(Natural-language object grounding data)
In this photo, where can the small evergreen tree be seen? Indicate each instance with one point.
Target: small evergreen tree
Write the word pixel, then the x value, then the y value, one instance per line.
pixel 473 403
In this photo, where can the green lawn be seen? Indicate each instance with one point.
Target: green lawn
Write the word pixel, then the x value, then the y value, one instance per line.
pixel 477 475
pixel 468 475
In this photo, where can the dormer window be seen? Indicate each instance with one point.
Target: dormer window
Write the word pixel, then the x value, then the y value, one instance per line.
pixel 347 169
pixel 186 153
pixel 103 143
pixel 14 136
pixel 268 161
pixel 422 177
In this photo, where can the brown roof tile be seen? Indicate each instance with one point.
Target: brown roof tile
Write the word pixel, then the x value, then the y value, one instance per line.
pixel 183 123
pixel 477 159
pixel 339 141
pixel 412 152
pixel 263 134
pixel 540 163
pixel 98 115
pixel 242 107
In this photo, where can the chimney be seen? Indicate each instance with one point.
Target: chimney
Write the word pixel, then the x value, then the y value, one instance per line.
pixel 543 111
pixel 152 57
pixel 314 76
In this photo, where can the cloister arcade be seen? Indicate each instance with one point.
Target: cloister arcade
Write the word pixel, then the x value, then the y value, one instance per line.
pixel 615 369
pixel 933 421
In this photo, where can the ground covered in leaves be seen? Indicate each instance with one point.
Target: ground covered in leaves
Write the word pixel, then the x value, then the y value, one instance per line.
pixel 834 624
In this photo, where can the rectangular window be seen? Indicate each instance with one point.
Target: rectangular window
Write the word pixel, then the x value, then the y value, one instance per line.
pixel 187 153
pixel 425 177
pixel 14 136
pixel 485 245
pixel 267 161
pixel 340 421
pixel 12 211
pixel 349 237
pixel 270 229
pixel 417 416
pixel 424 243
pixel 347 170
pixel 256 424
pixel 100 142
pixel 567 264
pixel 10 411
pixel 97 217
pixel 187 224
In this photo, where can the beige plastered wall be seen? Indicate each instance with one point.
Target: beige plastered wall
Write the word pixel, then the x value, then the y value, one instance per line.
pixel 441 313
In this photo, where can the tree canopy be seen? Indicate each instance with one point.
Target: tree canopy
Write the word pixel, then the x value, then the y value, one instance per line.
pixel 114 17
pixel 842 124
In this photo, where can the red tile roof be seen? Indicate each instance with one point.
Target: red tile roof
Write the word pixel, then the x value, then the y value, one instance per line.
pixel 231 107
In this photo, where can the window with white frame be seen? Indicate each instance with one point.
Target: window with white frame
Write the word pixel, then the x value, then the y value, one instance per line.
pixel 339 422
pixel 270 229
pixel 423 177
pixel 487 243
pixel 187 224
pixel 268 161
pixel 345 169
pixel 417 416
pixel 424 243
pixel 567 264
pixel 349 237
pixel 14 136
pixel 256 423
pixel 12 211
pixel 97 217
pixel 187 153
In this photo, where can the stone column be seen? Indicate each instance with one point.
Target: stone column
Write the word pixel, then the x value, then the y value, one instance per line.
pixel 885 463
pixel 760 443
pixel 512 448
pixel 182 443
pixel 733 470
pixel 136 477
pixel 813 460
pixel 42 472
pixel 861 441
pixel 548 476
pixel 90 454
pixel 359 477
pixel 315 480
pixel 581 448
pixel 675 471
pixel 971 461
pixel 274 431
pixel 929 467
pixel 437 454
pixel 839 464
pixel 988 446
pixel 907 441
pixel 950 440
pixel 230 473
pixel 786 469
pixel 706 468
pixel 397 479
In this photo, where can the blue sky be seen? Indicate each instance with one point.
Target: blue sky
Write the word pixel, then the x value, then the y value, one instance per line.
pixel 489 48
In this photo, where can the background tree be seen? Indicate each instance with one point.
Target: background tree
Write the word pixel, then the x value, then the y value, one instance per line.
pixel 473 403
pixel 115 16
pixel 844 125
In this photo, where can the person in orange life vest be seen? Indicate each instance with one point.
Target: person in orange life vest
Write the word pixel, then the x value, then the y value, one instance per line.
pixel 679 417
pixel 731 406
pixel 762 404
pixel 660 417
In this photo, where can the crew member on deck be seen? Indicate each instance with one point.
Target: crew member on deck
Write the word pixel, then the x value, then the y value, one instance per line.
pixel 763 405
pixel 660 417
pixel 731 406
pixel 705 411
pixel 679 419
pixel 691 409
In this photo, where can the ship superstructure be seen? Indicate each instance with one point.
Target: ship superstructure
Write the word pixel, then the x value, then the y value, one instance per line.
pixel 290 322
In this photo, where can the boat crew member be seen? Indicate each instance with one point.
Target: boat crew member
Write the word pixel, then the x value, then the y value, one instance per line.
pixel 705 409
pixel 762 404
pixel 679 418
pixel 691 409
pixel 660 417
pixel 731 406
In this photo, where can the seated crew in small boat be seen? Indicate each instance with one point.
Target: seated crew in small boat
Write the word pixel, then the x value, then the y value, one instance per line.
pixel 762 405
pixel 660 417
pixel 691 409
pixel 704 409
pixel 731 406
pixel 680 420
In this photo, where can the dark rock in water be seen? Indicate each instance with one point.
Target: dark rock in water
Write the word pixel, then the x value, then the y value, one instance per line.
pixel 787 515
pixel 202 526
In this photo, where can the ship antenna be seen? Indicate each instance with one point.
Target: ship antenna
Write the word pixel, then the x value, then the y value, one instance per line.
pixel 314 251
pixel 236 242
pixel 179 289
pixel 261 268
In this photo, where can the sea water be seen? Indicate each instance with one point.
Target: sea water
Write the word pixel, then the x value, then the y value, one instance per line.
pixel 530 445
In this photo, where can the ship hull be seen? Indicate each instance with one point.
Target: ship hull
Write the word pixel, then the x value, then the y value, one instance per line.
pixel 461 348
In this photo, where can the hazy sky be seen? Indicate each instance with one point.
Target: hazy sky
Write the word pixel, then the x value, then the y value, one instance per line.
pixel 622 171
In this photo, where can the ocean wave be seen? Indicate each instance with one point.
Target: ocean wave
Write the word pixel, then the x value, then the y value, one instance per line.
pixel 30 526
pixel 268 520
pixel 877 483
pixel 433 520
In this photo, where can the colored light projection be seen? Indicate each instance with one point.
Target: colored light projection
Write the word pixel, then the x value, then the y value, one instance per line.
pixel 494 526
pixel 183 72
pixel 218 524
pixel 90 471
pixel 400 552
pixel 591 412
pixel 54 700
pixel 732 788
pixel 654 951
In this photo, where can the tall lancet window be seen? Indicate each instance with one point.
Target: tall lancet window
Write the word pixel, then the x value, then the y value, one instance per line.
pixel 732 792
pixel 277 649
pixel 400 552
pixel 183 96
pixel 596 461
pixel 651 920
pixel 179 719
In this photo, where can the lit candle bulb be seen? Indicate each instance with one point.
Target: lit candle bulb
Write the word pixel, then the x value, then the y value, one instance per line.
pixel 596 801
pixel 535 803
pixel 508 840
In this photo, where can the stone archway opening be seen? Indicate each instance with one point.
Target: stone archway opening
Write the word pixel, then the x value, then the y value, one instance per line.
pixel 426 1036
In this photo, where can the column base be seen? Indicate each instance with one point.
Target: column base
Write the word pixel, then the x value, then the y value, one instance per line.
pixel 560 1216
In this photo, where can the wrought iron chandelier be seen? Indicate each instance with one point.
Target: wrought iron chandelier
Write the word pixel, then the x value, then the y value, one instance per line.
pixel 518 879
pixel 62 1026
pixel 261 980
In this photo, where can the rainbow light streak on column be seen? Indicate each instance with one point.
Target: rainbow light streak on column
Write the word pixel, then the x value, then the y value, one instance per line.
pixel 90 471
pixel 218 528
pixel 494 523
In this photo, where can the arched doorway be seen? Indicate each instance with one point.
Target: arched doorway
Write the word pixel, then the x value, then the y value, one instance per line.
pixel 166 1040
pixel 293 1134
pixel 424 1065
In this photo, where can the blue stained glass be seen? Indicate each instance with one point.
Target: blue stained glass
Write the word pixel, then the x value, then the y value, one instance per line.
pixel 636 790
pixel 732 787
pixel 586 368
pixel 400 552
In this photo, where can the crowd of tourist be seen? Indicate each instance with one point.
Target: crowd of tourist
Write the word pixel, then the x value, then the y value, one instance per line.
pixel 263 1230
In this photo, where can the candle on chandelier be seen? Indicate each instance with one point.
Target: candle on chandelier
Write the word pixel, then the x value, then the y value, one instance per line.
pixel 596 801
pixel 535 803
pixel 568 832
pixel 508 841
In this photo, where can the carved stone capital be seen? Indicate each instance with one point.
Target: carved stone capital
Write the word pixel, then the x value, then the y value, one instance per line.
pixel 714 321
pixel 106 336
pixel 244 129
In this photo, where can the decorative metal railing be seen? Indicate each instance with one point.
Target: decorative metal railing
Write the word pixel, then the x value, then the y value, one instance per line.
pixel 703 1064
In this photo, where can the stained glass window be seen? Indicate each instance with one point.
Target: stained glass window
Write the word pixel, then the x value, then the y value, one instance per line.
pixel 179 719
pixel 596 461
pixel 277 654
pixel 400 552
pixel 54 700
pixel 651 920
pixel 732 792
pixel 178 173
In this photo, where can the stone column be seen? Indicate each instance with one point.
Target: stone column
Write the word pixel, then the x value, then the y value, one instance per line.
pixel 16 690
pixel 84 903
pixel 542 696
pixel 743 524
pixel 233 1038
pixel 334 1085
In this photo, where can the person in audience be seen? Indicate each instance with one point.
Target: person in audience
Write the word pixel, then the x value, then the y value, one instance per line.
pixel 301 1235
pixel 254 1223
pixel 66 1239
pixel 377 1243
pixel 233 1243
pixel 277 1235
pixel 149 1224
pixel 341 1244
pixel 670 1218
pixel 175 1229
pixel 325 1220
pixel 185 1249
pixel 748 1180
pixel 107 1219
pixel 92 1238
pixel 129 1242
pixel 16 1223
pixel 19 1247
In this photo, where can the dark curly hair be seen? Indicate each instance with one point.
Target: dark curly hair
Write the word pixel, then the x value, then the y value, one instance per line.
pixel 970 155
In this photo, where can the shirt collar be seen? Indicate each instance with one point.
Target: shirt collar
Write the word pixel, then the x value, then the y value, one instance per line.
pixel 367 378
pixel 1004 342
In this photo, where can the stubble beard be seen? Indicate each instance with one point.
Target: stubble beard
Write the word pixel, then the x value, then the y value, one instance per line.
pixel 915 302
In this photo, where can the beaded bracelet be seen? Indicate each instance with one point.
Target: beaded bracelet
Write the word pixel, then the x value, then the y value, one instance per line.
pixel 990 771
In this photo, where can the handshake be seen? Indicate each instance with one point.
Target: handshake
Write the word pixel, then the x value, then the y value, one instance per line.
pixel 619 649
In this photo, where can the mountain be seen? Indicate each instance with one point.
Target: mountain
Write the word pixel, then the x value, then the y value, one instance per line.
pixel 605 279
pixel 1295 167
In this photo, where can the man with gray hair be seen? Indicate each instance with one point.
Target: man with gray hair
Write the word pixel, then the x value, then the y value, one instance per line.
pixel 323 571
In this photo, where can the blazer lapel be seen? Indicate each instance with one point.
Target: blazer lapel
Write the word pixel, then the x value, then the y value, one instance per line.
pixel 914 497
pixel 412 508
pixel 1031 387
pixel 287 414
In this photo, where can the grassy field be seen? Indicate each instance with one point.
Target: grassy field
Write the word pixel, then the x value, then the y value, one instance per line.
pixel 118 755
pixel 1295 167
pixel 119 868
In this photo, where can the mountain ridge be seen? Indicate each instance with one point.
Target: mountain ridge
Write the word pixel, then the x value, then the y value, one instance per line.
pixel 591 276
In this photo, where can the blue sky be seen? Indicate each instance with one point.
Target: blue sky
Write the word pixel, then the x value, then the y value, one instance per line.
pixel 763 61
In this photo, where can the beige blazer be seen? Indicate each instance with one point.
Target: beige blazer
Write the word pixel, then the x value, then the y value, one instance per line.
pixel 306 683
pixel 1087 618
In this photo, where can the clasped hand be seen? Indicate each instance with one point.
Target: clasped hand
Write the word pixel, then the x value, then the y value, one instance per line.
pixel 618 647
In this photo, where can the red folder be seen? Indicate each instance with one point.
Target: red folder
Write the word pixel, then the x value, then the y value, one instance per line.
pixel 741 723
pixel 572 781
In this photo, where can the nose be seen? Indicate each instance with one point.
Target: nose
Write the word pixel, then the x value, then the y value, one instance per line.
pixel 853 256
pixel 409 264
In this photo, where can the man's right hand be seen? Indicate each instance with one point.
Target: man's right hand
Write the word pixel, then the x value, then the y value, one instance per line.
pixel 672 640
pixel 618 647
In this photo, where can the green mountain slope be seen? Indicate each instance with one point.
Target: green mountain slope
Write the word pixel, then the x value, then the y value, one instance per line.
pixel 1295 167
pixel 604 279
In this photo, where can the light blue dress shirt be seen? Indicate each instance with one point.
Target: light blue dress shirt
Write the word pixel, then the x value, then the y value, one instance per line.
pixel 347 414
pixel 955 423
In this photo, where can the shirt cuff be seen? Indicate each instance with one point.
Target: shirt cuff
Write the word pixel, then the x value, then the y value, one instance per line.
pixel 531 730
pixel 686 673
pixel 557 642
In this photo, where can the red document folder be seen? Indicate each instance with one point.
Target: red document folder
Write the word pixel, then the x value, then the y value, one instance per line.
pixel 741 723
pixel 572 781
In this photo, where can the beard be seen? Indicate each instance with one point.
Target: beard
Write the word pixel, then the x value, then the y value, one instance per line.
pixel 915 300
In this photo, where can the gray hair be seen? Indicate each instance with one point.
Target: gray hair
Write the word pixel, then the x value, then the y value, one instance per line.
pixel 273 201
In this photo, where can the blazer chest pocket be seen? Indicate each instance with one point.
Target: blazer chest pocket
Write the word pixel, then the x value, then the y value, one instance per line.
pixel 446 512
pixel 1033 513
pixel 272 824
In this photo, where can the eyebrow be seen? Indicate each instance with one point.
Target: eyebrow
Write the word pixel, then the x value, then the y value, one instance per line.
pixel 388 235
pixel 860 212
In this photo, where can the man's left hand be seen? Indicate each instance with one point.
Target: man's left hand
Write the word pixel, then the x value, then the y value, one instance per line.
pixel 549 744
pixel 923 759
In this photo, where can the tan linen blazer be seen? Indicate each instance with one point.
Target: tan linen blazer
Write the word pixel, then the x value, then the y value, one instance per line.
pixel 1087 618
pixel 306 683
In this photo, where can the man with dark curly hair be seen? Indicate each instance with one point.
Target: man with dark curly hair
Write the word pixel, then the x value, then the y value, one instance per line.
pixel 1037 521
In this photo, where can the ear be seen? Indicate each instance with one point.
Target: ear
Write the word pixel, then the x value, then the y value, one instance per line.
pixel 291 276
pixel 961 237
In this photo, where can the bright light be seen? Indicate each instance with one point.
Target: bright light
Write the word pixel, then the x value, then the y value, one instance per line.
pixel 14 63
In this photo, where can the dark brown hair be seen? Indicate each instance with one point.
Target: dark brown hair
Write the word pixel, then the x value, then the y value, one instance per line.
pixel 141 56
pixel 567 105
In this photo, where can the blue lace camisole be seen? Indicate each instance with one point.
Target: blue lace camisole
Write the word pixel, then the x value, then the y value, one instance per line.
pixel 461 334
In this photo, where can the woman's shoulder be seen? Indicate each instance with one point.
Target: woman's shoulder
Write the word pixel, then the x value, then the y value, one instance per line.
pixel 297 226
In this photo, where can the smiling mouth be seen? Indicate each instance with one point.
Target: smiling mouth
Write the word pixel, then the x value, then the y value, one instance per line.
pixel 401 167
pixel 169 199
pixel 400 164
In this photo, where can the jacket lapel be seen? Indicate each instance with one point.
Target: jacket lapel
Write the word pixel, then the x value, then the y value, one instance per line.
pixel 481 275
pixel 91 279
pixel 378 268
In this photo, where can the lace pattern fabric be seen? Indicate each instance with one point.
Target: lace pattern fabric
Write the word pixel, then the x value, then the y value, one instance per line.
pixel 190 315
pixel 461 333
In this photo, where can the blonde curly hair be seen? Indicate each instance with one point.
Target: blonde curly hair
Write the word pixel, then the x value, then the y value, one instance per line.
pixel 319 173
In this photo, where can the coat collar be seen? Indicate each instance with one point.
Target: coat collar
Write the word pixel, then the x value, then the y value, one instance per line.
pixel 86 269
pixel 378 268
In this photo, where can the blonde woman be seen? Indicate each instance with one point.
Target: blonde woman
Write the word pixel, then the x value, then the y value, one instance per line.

▶ [WHAT THE EXERCISE ASKS]:
The answer should be one number, namely how many lines of the entries above include the string "wrought".

▶ [ANSWER SECTION]:
2